--- What needs to be done ---
Skip the pictures and return every entry exactly as written.

Items from a data source:
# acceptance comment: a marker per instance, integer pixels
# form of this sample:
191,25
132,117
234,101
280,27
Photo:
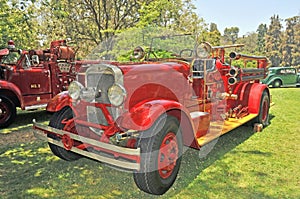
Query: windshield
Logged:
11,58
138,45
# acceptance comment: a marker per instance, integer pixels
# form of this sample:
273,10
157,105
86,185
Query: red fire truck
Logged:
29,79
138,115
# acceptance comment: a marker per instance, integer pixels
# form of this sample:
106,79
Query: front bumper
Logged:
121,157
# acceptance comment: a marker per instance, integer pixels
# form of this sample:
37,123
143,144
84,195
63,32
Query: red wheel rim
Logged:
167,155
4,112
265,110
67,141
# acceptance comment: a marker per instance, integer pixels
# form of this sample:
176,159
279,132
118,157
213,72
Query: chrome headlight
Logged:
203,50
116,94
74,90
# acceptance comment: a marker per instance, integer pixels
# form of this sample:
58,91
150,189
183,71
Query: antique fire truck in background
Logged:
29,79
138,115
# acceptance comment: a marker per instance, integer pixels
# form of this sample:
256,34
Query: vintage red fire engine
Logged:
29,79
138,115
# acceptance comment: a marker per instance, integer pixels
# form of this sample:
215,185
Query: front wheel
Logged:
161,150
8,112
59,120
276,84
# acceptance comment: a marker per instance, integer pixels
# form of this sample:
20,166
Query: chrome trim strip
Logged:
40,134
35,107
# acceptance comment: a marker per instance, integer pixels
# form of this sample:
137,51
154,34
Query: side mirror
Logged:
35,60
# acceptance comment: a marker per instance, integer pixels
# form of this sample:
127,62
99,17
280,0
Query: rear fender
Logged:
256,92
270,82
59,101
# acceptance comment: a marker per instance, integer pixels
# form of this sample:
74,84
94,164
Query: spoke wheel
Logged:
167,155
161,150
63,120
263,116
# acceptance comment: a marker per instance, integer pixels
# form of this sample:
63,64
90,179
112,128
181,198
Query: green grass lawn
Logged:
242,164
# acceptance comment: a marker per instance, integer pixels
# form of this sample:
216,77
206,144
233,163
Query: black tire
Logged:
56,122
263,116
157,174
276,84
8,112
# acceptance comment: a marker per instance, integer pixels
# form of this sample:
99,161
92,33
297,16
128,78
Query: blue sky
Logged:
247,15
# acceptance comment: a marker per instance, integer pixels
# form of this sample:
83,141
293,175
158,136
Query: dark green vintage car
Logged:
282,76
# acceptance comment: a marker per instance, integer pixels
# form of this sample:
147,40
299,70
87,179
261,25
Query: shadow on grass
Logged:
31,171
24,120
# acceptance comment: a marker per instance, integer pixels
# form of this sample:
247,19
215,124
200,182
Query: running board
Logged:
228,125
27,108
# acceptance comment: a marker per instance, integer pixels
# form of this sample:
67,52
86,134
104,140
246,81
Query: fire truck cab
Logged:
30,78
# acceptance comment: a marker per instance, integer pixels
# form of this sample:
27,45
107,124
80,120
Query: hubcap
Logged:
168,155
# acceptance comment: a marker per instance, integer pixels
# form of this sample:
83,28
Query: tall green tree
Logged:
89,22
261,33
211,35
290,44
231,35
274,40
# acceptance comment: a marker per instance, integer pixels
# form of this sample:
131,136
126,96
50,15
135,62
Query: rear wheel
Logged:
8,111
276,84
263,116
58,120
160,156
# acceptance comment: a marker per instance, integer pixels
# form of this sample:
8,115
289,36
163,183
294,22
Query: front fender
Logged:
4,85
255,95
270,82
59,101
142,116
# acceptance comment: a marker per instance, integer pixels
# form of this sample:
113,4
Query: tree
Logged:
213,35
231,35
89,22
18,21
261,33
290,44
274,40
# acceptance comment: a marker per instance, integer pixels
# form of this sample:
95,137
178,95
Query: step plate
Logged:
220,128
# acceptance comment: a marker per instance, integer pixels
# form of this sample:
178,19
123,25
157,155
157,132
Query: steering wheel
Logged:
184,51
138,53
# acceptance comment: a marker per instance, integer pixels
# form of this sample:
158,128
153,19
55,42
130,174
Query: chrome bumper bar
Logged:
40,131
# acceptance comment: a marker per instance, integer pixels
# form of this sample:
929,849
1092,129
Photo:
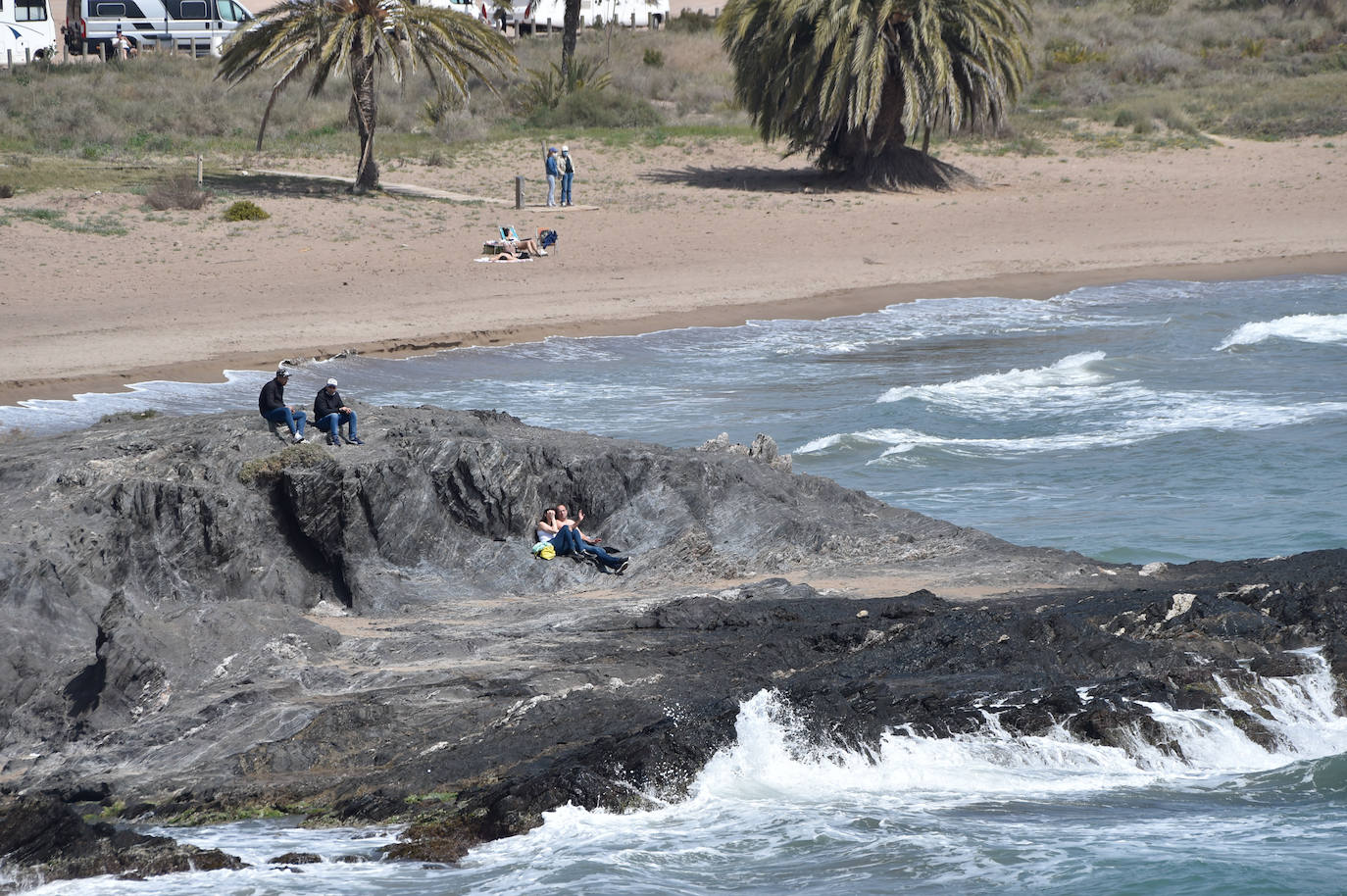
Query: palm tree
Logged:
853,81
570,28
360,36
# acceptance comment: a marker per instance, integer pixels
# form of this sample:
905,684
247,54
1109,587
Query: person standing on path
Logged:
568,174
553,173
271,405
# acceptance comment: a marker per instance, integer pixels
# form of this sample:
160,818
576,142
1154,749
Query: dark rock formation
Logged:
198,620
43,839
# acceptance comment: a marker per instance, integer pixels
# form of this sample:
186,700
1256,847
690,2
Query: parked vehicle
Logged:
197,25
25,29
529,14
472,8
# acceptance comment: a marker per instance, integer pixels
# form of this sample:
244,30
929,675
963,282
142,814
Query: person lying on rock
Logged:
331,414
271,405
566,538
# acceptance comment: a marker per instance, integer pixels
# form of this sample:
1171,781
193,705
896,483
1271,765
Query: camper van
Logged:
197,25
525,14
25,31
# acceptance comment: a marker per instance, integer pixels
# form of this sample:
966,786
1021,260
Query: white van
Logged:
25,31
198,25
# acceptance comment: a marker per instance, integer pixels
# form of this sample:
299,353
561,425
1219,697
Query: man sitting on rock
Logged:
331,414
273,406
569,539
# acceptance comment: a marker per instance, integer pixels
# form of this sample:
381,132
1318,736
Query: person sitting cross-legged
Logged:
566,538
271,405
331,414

--- Task response ---
# acceptance comment: a marker per instance, integer pixels
# form of this sample:
191,25
132,117
234,101
280,27
Photo:
Query: windshield
Logged:
11,58
138,45
# acceptance comment: a marker per instance, integer pixels
# form of this sample:
273,10
157,105
86,185
Query: red fire truck
Logged:
29,79
138,115
# acceptance comment: a marker per instance, integer pixels
# form of this sample:
106,79
Query: front bumper
Logged:
121,157
# acceptance comment: a marker per instance, integer pixels
# form of this sample:
37,123
143,144
84,195
63,32
Query: red wheel rim
Logged:
167,155
4,112
265,110
67,141
# acceptance comment: a marker per instance, integer pixels
# form of this sample:
176,159
279,132
118,157
213,72
Query: chrome headlight
Logged:
203,50
116,94
74,90
# acceptance comment: a marker per instance, integer pixels
# form of this sample:
58,91
150,189
183,71
Query: antique fire truck in background
Logged:
29,79
138,115
# acceptance comment: a marker per instance, integer pixels
# form of this sample:
256,34
Query: vintage red fire engine
Logged:
29,79
138,115
# acceptance comment: a marker per instance, integer pixels
# form of this sample:
215,185
Query: front wheel
Logged:
161,150
8,112
59,120
276,84
# acceptance comment: a marker per instance, integer pixels
# form of this sample:
20,166
Query: chrome trim strip
Logged:
40,134
35,107
# acceptance comment: a marker per instance, integer pixels
# form of this sample:
137,51
154,34
Query: side mirror
Logged:
35,60
# acceptance comment: a marker per instance, integer pixels
# form of this sample:
127,62
99,17
280,0
Query: rear fender
Logged:
256,92
270,82
59,101
# acceptance comment: a marker per instance, integer pixels
# form of this sample:
74,84
94,164
Query: spoke wheel
Logged:
167,155
161,150
63,120
263,116
# acceptance comment: a marker per instance, integer pixels
# form of this sample:
63,64
90,179
112,128
181,198
Query: green grass lawn
Logged:
242,164
# acceptance comment: a marker per instance, integer pixels
# form of this sample:
216,77
206,144
233,163
Query: black tire
Logged:
56,122
263,116
157,174
276,84
8,112
# acceptance comment: a marker per instance, integer pixels
# form of this sample:
99,161
92,33
297,16
128,78
Query: blue sky
Logged:
247,15
# acceptance comment: a marker per instance, integer pixels
# form of this sample:
83,141
293,175
158,136
Query: dark green vintage car
Logged:
282,76
# acceptance comment: a marker per instance, integer pixels
# form of this sample:
147,40
299,70
87,179
261,25
Query: shadow on grass
Logged:
31,171
24,120
# acceptance comment: a marker per instance, integer pixels
# form of this sample:
247,19
215,124
200,182
Query: running board
Logged:
228,125
27,108
# acceptance comment: a marker per instance, integer pixels
# form of this sample:
67,52
86,134
104,140
246,81
Query: fire truck cab
Logged:
30,78
# acceptance comment: a marker per instance, integer pixels
# form of this sample:
27,45
107,124
80,120
Query: hubcap
Logged:
168,155
# acceptance comment: a marker per instance, integer pixels
# form of this sample:
83,28
Query: tall green tree
Logged:
89,22
261,33
211,35
290,44
231,35
274,40
# acceptance comment: a marker per instance, integer pixels
# form of this sample:
131,136
126,96
50,15
135,62
Query: rear wheel
Logged:
8,111
276,84
263,116
58,120
160,156
# acceptance comment: a marker per instance, integer pixels
# form of this sample:
8,115
289,36
163,183
294,22
Query: front fender
Logged:
4,85
255,95
270,82
59,101
142,116
# acceptance comment: a marker per instance, integer pixels
# form of this sample:
113,4
Query: tree
Logged:
213,35
231,35
89,22
18,21
261,33
290,44
274,40
# acceptance comment: a marker per instance, integer pixels
# form of this sample:
95,137
178,95
Query: step plate
Logged:
220,128
# acceptance comment: a marker per instance, integer pixels
# form of this sample:
178,19
123,25
157,155
157,132
Query: steering wheel
Logged:
184,51
138,53
# acceptance comment: a marker per instance, integer pixels
# form of this sample:
158,128
153,19
55,42
130,174
Query: chrome bumper bar
Logged:
40,131
# acceptance comment: a marker per instance, integer pixels
# form of this sample:
929,849
1092,129
Photo:
Query: palm tree
Logged:
853,81
570,28
360,36
# acceptance comment: a marker per instance, integer pixels
# form of this sample:
905,684
247,54
1109,587
Query: person standing on path
Logged:
568,174
553,173
271,405
# acceptance comment: a marker per instance, integer pixels
# form of this sample:
160,818
576,142
1154,749
Query: dark rock formation
Logged:
198,620
43,839
# acceptance comment: a marker per instance, integer pixels
# form of this sample:
186,700
1256,847
690,2
Query: parked vehicle
Logged:
197,25
25,29
529,14
472,8
# acceptance comment: a marker per instance, integer pixels
# form of this sample:
244,30
929,675
963,282
142,814
Query: person lying on rock
Logged:
331,414
271,405
566,538
# acceptance comment: a marker per instance, integer pixels
# form of this sample:
1171,781
193,705
896,483
1271,765
Query: camper van
Logged:
197,25
525,14
25,31
# acceptance comment: a marker per instance, integer pixels
# form of this sample:
966,786
1021,260
Query: white van
Logged:
25,31
198,25
# acceptance comment: a marker per instance, integer pixels
# form of this sample:
299,353
561,425
1219,697
Query: man sitting on rock
Logged:
331,414
273,406
569,539
# acceptance comment: a marker per instance, integer pixels
# form of this sample:
381,132
1318,736
Query: person sitting cross-legged
Logged:
566,538
271,405
331,414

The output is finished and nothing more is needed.